DOCUMENT PASSAGE:
---+---
Blair admits he was wrong…

    Blair admits he was wrong…

    How interesting to read that Tony Blair admitted in his book that he got something wrong. Could it be his decision to leave in place the Tories’ anti-trade union laws? Could it be his decision to push council housing into the hands of private landlords or even his decision to continue with the discredited Tory privatisation of our railways?

    Craig Johnston, RMT transport union national executive, Manchester and North West England

    Perhaps it was his decision not to give us a referendum on the European constitution (simply renamed the Lisbon treaty) after he promised us he would give us a say? Might it have been his decision to part privatise our National Health Service – and mortgage the future of the NHS with PFI hospitals?

    Taking our country into an illegal war in Iraq might have been another possibility, misleading us that there were “weapons of mass destruction” that simply didn’t exist?
---+---
DATASET CONTENT:
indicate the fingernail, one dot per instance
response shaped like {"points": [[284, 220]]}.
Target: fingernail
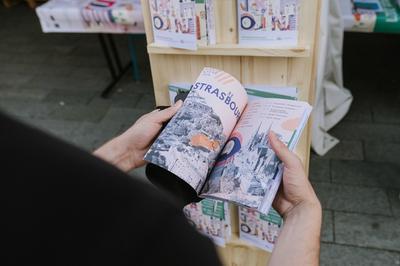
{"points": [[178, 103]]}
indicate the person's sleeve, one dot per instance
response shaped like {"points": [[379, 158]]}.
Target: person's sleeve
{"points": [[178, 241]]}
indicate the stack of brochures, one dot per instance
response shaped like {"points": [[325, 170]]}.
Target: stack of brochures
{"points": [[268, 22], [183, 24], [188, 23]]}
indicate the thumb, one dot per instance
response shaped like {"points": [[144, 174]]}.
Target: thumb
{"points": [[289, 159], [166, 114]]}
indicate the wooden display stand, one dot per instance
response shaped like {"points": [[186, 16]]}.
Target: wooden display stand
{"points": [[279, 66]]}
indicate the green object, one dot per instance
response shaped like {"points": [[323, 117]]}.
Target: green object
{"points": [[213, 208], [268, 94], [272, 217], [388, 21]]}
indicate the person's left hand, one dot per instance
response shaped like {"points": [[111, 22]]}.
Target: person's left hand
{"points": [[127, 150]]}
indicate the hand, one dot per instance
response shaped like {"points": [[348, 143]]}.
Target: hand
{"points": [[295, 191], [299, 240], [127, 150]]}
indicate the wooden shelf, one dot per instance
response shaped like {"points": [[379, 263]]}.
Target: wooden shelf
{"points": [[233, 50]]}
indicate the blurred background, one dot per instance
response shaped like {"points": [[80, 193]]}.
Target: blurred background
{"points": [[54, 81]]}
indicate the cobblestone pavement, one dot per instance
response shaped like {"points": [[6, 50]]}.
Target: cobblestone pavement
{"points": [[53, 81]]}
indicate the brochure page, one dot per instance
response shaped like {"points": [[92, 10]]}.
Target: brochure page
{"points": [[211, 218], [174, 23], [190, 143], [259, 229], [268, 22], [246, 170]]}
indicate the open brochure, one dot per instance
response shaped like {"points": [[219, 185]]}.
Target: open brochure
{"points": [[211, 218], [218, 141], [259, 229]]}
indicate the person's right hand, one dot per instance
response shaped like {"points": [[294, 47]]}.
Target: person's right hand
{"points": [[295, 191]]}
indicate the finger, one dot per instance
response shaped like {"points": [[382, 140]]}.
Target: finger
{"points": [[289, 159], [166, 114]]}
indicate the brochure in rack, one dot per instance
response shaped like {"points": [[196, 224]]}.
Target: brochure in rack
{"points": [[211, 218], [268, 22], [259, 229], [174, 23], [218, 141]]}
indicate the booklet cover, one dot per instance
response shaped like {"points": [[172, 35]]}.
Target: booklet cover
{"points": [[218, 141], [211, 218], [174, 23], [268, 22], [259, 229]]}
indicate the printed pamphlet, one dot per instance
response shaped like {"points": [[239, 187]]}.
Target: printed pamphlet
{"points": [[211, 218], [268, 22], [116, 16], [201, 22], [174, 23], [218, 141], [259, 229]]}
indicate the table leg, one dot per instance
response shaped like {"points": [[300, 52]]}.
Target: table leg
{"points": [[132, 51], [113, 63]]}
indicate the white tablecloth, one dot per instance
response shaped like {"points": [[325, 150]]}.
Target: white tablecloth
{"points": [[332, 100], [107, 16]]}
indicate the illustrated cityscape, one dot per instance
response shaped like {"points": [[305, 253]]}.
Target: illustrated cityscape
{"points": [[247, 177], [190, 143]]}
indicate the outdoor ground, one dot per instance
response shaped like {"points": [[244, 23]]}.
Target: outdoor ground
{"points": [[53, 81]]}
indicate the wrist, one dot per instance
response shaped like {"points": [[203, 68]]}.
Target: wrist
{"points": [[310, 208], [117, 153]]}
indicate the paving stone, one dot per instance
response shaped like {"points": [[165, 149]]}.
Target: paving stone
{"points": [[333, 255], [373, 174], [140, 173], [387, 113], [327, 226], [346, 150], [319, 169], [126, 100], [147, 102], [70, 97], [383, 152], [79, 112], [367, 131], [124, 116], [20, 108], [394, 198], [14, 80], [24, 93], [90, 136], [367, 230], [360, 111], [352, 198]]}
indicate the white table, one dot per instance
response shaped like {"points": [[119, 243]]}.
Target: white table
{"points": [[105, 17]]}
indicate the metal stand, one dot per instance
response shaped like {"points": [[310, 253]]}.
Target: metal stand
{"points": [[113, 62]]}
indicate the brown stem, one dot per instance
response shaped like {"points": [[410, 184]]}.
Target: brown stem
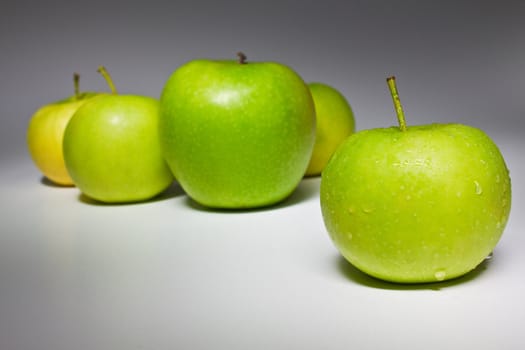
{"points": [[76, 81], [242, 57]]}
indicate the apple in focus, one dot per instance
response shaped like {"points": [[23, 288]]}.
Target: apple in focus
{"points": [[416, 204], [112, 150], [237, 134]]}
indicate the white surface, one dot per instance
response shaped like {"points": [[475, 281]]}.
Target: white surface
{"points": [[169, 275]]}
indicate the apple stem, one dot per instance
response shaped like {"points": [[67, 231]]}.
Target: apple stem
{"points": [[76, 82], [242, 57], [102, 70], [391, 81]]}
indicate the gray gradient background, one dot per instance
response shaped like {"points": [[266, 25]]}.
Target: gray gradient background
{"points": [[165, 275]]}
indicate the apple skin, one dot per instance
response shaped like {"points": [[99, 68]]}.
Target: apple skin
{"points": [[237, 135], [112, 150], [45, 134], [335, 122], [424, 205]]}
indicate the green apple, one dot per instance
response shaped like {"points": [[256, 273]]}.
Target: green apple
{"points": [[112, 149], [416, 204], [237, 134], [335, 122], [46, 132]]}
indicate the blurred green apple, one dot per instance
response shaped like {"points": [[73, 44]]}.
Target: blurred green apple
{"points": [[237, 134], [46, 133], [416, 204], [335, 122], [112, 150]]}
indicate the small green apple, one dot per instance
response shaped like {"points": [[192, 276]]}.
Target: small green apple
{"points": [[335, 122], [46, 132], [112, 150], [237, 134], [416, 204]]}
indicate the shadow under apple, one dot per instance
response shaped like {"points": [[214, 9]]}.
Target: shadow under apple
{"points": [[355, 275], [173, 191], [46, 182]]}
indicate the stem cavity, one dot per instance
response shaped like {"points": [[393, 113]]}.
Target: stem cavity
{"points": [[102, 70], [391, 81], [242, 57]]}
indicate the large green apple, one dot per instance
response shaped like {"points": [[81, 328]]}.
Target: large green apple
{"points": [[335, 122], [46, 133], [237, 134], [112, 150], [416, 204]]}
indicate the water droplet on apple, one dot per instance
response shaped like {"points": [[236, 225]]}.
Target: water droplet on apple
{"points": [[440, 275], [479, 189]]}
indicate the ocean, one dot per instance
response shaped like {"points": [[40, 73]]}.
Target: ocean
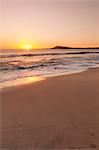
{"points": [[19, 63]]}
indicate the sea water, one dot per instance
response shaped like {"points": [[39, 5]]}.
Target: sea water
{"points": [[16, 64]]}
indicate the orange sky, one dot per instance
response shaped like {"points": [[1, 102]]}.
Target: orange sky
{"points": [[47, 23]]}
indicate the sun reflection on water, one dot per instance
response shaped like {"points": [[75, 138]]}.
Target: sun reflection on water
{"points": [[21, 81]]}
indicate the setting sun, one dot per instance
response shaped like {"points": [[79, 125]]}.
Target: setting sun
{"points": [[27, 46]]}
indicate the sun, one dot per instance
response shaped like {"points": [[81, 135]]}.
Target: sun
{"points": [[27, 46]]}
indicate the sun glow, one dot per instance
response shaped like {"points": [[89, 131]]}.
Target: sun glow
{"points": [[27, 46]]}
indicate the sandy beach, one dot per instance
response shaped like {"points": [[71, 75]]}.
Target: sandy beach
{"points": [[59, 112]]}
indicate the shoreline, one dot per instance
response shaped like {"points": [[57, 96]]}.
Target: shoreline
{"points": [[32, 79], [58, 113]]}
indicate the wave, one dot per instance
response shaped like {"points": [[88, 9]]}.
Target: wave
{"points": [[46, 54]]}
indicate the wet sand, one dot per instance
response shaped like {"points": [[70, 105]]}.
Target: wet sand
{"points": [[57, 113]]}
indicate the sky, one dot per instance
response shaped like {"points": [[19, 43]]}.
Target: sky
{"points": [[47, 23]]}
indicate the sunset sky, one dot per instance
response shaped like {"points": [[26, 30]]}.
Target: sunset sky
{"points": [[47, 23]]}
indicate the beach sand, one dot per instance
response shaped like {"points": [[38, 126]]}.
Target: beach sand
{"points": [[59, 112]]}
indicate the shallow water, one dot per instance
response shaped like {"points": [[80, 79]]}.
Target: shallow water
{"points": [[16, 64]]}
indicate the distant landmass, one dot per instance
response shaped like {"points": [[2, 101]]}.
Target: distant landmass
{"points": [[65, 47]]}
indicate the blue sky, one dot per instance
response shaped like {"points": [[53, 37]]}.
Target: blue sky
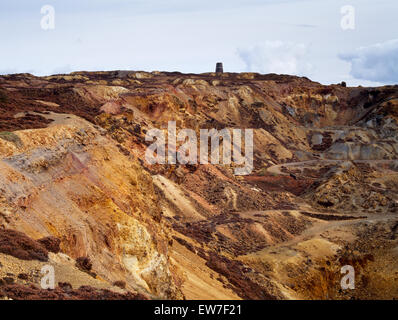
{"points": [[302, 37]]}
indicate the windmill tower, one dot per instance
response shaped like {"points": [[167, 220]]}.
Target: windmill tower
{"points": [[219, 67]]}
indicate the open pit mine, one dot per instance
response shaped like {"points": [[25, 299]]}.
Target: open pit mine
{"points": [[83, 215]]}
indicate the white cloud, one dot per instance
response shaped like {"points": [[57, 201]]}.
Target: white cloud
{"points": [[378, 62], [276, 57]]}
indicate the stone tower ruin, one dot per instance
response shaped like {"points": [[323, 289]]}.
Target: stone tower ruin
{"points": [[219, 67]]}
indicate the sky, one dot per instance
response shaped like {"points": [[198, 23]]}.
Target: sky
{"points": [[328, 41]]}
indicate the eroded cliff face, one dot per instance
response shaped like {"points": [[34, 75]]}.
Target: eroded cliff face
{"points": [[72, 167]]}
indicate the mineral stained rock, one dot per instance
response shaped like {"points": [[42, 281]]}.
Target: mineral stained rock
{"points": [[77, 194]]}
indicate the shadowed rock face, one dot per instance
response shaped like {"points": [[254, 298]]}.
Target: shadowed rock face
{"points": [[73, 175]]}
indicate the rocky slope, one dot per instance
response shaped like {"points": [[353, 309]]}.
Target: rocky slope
---+---
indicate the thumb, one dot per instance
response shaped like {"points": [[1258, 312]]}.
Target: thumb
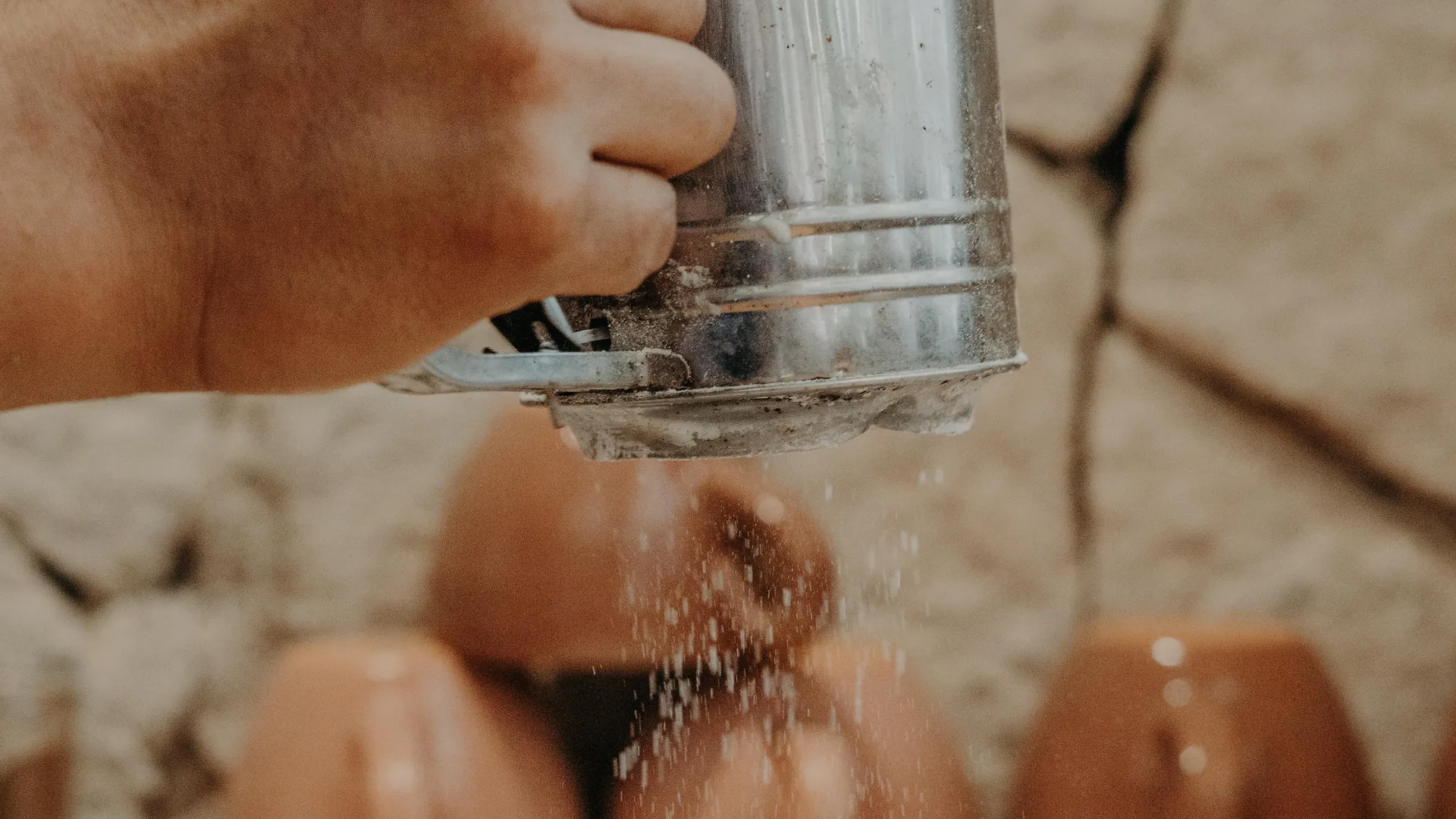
---+---
TASKS FOR THIS EXERCISE:
(1) In the letter on Tony Blair, reproduce the passage from "Perhaps it was" up to and including "simply didn’t exist?" word for word.
(2) What does the letter on Tony Blair say the European constitution was renamed?
(3) Pick up the letter on Tony Blair after its final sentence and keep writing.

ANSWERS BELOW:
(1)
Perhaps it was his decision not to give us a referendum on the European constitution (simply renamed the Lisbon treaty) after he promised us he would give us a say? Might it have been his decision to part privatise our National Health Service – and mortgage the future of the NHS with PFI hospitals?

    Taking our country into an illegal war in Iraq might have been another possibility, misleading us that there were “weapons of mass destruction” that simply didn’t exist?

(2) The Lisbon treaty.

(3)
    No, Blair apparently tells us that his biggest regret was to ban people from inflicting unnecessary suffering on wild animals by allowing our MPs to vote to ban hunting wild animals with dogs (a piece of legislation that’s full of loopholes anyway).

    When Blair and his brigade took over the Labour Party they indicated they were taking it on a journey.

    For many of us that journey was in entirely the wrong direction and we left the party we had campaigned for and loved for years.

    Reading the media articles on Blair’s book, even our friends and comrades who stayed with Labour must be shocked, saddened and dismayed about just how far in the wrong direction they have actually travelled.